▶ _Consignes_
**a.** Répondez aux questions suivantes à partir du texte sur les séries télévisées.
(i) Quel est le titre du pilote de Mike Klein ?
(ii) Qui a créé Studio 60 On The Sunset Strip ?
(iii) Quel acteur est mentionné dans la distribution de 30 Rock ?
**b.** Relevez tous les titres d'œuvres télévisées cités dans le texte sur les séries télévisées.
**c.** Poursuivez le texte sur les séries télévisées à partir de l'endroit où il s'arrête.

Mike Klein, père de famille scénariste, réussit enfin au bout d'une quinzaine d'années d'effort à voir un de ses projets passer à travers les sélections des commissions de production des chaînes américaines. Son pilote, Les Chroniques De Wexler, va être tourné. Commence alors pour le dramaturge le plus difficile : composer avec les exigences commerciales et artistiques d'exécutifs ayant vendu leur âme au dieu audimat et les aléas de la production télévisuelle qui n'ont rien, mais alors rien, de normal.
A l'heure où les spectateurs deviennent complètement boulimiques de séries télé, il est assez intéressant de constater une multiplication des fictions parlant des fictions, prouvant, s'il le fallait encore, la maturité et l'avance du public anglo-saxon en la matière. Alors que nous en sommes encore à nous demander comment on peut réussir un soap à l'américaine sauce 80's, le génial Anglais Ricky Gervais dévoile les coulisses du monde fabuleux du cinéma et de la télévision avec Extras (rappelant par certains aspects la mise en abîme du story arc de la création d'une sitcom dans Seinfeld), Aaron Sorkin, créateur du narcissique A La Maison Blanche, aborde à sa manière la milieu du divertissement télévisuel avec Studio 60 On The Sunset Strip (à sa manière : insupportables personnages fiers d'eux-mêmes, walk & talk à foison) et sur la même chaîne (CBS) la comique Tina Faye y va de sa satire du PAUS (Paysage Audiovisuel US) à travers l'excellent show 30 Rock habité entre autres par un Alec Baldwin magique (mon dieu que cette phrase est longue).

▶ _Données sources_

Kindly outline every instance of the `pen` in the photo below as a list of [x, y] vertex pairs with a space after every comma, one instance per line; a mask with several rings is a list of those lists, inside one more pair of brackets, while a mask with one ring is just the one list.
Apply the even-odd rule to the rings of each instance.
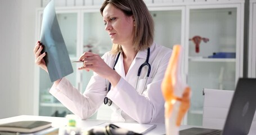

▶ _Corrigé_
**a.**
(i) Les Chroniques De Wexler
(ii) Aaron Sorkin
(iii) Alec Baldwin

**b.** Les Chroniques De Wexler, Extras, Seinfeld, A La Maison Blanche, Studio 60 On The Sunset Strip, 30 Rock

**c.**
Le nouveau film du fils de Lawrence Kasdan s'inscrit dans cette mouvance répondant aux besoins d'un public de plus en plus curieux et demandeur sur l'envers du miroir, ce qui nous laisse loin des désirs obscurantistes des réseaux de l'Hexagone qui frisent le ridicule en copiant des formula shows comme Les Experts, alors s'il fallait laisser des auteurs dévoiler les coulisses de ce lavage de cerveau organisé, je ne vous raconte pas l'angoisse (et des échecs injustifiés tel que Mes Amis de Michel Hazanavicius viennent les conforter dans leur idée d'un public se désintéressant des caricatures du milieu).
Produit par Jude Apatow, The TV Set porte indéniablement sa touche : axé autour de très longues scènes (le casting, le tournage d'une séquence clé), le propos global du métrage ne tient pas en quelques catch phrases mais s'articule lentement tout au long de ce processus dégénératif qu'est la production d'une œuvre de fiction, la séquence clé en question servant de référence au spectateur afin de percevoir les dégâts causés par les décideurs. Après avoir exposé les enjeux, l'auteur porte donc ses banderilles avec application : de l'agent inculte n'ayant jamais vu Taxi Driver au réalisateur télé usant et abusant de la grue pour filmer des façades vides en passant par la directrice de chaîne (Sigourney Weaver, qu'on n'avait pas vue autant débridée depuis un bail) qui laisse sa fille de treize ans décider du devenir d'un projet développé des années durant par un scénariste, ou encore d'une bande de costards / cravates n'y connaissant rien décider de l'acteur à engager (celui qui surjoue, bien sûr), tout ce petit monde en prend pour son grade (même si nous sommes loin de la férocité d'un Network).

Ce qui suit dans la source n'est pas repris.